### TEXTO PARA ANÁLISE ###

O núcleo da tragicomédia O Misantropo
(Le Misanthrope), escrita em 1666 pelo mais importante dramaturgo francês, Molière
(nascido Jean-Baptiste Poquelin, 1622-1673), aborda o horror produzido por
pequenas vilanias, pela mesquinhez e pela vaidade excessiva.
O filme Pedalando com Molière
(Alceste à Bicyclette. Dir. Philippe Le Guay, 2013), penetra no interior dessas
trevas. Mais do que um exercício de metalinguagem (uma história teatral contada
pela ótica do cinema), mostra a tumultuada luta de egos entre dois atores, Serge
Tanneur (Fabrice Luchini) e Gauthier Valonce (Lambert Wilson).
Serge se aposentou do teatro e do cinema,
pois não acredita mais no ofício artístico: não há amizade, nem fidelidade,
nem lealdade. Depois de uma crise de depressão, mudou-se para Île de Ré (ilha costeira francesa, situada no Oceano Atlântico, frente a La Rochelle, no Departamento de Charente-Maritime).
Escolheu viver sozinho, sem amigos, em uma casa que está em péssimas condições.
Quer manter o mínimo contato com o resto do mundo.
Gauthier, estrela do seriado televisivo Docteur Morange, está em crise artística. Não satisfeito em ser popular, quer
agregar qualidade intelectual à sua vida profissional. Ambiciona montar O
Misantropo.
Gauthier vai visitar Serge e faz o
convite. Recebe um sonoro não como resposta. Ou melhor, aceita uma proposta
insólita: ensaiar a peça durante cinco dias. Depois, se tudo correr bem, talvez
Serge aceite participar do projeto.
O narcisismo dos atores – que
desconhecem tudo o que não se refere ao próprio umbigo – se pronuncia no momento
da escolha dos personagens. Gauthier quer interpretar Alceste. Serge recusa
Philinte. Depois de alguma discussão, o consenso surge quando concordam alterar
os papeis – embora seja visível que Serge, ao contrário de Gauthier, conhece o
texto com grande profundidade.
Gauthier, vaidoso, gosta de interagir
com outros seres humanos. Hospedado no Hotel Le Clocher, conhece a sobrinha da concierge: uma atriz iniciante no cinema pornô. Esse momento serve de contraponto
entre a amoralidade da modernidade e as regras morais do passado – espelhadas
por O Misantropo.

### DADOS REGISTRADOS ###

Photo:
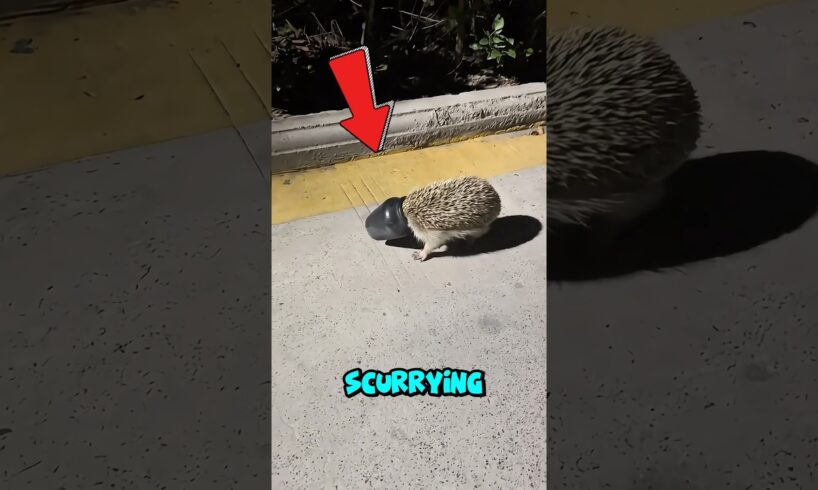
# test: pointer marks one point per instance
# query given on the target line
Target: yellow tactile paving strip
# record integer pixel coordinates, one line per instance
(116, 77)
(371, 180)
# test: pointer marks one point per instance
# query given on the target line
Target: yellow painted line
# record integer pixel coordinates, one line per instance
(371, 180)
(648, 16)
(118, 76)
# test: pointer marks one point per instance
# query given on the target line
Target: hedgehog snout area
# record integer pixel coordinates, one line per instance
(387, 221)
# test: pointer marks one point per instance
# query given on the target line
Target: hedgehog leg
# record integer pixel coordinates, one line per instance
(473, 235)
(433, 242)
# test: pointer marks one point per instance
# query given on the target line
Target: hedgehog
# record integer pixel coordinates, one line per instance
(461, 208)
(622, 117)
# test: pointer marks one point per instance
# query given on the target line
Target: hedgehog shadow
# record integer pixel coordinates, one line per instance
(716, 206)
(506, 232)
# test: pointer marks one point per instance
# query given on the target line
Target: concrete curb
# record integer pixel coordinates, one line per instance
(317, 140)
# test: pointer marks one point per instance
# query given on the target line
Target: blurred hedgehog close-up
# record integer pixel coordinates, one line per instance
(622, 117)
(462, 208)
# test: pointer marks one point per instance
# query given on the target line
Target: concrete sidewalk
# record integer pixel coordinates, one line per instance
(342, 300)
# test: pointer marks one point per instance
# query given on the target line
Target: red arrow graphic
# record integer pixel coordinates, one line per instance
(369, 123)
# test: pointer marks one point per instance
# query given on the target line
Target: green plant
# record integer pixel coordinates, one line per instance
(495, 45)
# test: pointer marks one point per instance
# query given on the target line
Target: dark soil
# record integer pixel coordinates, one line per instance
(411, 56)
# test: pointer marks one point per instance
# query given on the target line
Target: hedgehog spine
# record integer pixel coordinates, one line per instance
(452, 209)
(622, 117)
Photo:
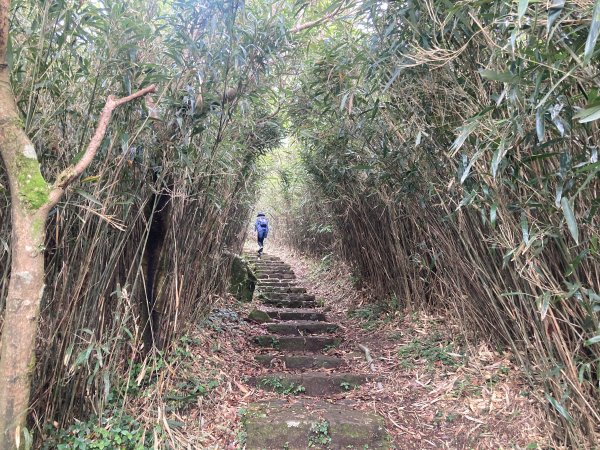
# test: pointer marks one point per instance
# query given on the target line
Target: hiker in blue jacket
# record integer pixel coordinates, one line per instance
(262, 229)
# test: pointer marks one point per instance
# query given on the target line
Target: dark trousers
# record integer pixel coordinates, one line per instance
(261, 239)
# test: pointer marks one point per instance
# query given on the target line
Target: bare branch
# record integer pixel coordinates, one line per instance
(71, 173)
(314, 23)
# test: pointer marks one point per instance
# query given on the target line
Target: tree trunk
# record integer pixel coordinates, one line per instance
(29, 196)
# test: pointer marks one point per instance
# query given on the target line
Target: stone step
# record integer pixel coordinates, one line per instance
(301, 327)
(276, 283)
(303, 425)
(297, 343)
(287, 296)
(273, 268)
(295, 314)
(288, 303)
(301, 361)
(312, 384)
(282, 290)
(276, 276)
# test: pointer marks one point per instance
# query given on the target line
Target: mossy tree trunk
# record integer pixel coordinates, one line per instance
(29, 197)
(31, 200)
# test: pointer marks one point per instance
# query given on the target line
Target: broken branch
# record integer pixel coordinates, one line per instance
(71, 173)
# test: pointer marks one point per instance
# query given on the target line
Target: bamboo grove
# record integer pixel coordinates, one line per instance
(447, 151)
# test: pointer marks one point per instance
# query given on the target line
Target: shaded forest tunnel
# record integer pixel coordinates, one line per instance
(445, 154)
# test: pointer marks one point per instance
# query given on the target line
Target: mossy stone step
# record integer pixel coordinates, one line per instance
(287, 296)
(282, 290)
(301, 361)
(301, 327)
(276, 276)
(289, 303)
(312, 384)
(297, 343)
(277, 425)
(295, 314)
(274, 269)
(276, 283)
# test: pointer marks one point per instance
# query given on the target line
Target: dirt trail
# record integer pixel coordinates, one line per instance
(294, 381)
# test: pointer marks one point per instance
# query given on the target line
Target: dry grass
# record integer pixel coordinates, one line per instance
(433, 388)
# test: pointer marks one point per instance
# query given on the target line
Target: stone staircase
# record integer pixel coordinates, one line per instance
(297, 336)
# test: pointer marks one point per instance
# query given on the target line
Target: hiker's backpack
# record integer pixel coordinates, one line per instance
(262, 222)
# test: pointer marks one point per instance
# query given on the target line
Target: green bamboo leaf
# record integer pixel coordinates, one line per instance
(540, 125)
(554, 11)
(493, 75)
(544, 304)
(89, 196)
(494, 214)
(588, 114)
(497, 158)
(570, 218)
(590, 44)
(523, 4)
(560, 408)
(465, 131)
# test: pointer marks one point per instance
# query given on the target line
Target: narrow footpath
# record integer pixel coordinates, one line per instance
(292, 351)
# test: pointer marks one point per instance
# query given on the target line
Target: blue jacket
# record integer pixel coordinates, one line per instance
(262, 226)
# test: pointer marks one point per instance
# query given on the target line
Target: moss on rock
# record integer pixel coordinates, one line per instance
(242, 281)
(33, 189)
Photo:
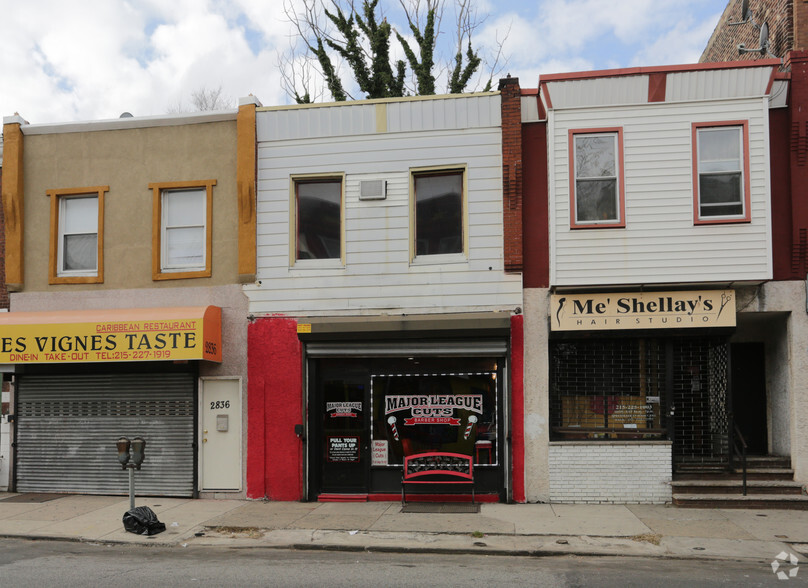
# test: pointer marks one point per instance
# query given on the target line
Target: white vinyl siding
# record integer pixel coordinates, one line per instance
(660, 242)
(183, 229)
(378, 275)
(78, 235)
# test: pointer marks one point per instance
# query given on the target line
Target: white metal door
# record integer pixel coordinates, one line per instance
(220, 460)
(67, 425)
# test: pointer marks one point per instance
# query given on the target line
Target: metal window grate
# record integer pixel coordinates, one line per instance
(700, 387)
(607, 388)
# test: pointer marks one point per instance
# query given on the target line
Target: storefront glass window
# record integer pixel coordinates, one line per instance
(608, 389)
(447, 412)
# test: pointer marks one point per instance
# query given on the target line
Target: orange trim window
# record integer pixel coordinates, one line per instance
(721, 185)
(77, 235)
(182, 229)
(597, 186)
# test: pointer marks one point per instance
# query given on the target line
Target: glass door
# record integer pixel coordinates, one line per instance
(344, 439)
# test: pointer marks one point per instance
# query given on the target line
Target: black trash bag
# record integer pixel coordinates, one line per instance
(141, 520)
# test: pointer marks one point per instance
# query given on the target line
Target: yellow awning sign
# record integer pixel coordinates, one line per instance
(139, 334)
(642, 310)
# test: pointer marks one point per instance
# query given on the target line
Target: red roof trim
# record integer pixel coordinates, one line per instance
(634, 71)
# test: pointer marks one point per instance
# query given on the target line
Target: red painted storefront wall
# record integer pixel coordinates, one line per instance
(274, 397)
(518, 407)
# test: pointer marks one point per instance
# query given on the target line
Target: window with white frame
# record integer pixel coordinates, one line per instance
(77, 222)
(438, 212)
(182, 231)
(597, 186)
(720, 174)
(318, 218)
(78, 235)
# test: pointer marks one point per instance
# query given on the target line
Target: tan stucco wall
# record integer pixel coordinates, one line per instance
(127, 161)
(774, 313)
(787, 368)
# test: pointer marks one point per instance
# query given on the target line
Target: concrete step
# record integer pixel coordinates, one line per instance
(771, 461)
(736, 474)
(771, 501)
(733, 486)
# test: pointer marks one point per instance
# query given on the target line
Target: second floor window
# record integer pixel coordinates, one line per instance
(597, 181)
(77, 235)
(720, 175)
(438, 212)
(182, 232)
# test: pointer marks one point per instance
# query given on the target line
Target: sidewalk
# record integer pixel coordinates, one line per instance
(505, 529)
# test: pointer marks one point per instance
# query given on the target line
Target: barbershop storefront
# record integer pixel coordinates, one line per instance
(642, 378)
(85, 378)
(370, 404)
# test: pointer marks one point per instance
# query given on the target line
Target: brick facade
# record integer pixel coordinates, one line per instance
(778, 14)
(512, 172)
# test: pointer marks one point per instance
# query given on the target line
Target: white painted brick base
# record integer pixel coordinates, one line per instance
(610, 472)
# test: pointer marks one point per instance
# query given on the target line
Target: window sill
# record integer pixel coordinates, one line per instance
(721, 221)
(439, 259)
(317, 264)
(610, 225)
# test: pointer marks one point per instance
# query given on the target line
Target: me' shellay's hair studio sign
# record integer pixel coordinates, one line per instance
(642, 310)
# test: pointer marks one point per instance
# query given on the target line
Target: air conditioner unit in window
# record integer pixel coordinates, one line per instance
(372, 189)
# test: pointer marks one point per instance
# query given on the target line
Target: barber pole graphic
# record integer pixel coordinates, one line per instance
(392, 421)
(472, 420)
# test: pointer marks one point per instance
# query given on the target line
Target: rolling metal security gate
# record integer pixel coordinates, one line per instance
(68, 424)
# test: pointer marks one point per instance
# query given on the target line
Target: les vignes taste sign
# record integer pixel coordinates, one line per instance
(112, 335)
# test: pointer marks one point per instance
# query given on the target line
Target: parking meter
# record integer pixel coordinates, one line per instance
(138, 449)
(123, 451)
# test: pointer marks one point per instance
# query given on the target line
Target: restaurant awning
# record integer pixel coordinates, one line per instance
(131, 334)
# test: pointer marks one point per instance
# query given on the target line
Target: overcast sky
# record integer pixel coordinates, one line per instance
(65, 60)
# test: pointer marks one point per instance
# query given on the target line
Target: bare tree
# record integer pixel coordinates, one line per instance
(350, 41)
(204, 99)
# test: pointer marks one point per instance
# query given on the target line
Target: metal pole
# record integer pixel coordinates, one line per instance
(131, 488)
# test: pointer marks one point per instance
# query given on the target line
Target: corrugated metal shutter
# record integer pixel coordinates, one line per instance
(68, 424)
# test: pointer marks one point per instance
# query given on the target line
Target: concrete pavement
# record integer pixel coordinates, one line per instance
(513, 529)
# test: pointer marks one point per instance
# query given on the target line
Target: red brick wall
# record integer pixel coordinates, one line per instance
(798, 176)
(275, 401)
(510, 94)
(778, 14)
(3, 289)
(536, 209)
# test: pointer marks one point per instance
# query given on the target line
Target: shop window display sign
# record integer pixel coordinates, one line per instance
(448, 412)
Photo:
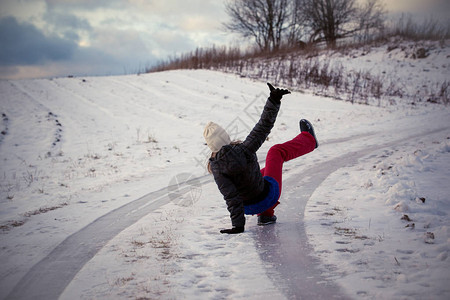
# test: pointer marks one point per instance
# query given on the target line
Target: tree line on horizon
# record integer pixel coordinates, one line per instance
(274, 24)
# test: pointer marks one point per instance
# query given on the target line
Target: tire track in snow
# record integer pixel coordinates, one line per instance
(49, 277)
(283, 246)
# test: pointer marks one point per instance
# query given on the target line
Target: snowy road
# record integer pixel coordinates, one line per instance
(284, 246)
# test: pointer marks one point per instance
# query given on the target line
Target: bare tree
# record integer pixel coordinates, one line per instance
(371, 17)
(330, 20)
(264, 20)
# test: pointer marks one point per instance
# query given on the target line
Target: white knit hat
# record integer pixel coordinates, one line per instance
(215, 136)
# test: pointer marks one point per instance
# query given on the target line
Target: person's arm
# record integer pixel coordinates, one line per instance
(235, 203)
(266, 122)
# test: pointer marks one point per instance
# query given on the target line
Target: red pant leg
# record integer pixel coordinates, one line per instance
(278, 154)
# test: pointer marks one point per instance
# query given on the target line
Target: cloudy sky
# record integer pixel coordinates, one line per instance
(44, 38)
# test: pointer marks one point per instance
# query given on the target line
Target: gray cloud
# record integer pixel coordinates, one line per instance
(24, 44)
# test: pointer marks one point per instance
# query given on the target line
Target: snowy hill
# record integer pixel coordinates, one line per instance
(75, 149)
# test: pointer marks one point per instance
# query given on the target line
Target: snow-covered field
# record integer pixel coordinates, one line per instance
(74, 149)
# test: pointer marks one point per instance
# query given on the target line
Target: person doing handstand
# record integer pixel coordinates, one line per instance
(247, 189)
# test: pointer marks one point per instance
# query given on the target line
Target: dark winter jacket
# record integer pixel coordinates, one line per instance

###

[EXERCÍCIO]
De acordo com o texto sobre o filme Pedalando com Molière, por que Serge se aposentou do teatro e do cinema? Responda em uma a três frases.

[RESPOSTA ESCRITA]
Serge se aposentou porque não acredita mais no ofício artístico. Para ele, nesse meio não há amizade, nem fidelidade, nem lealdade.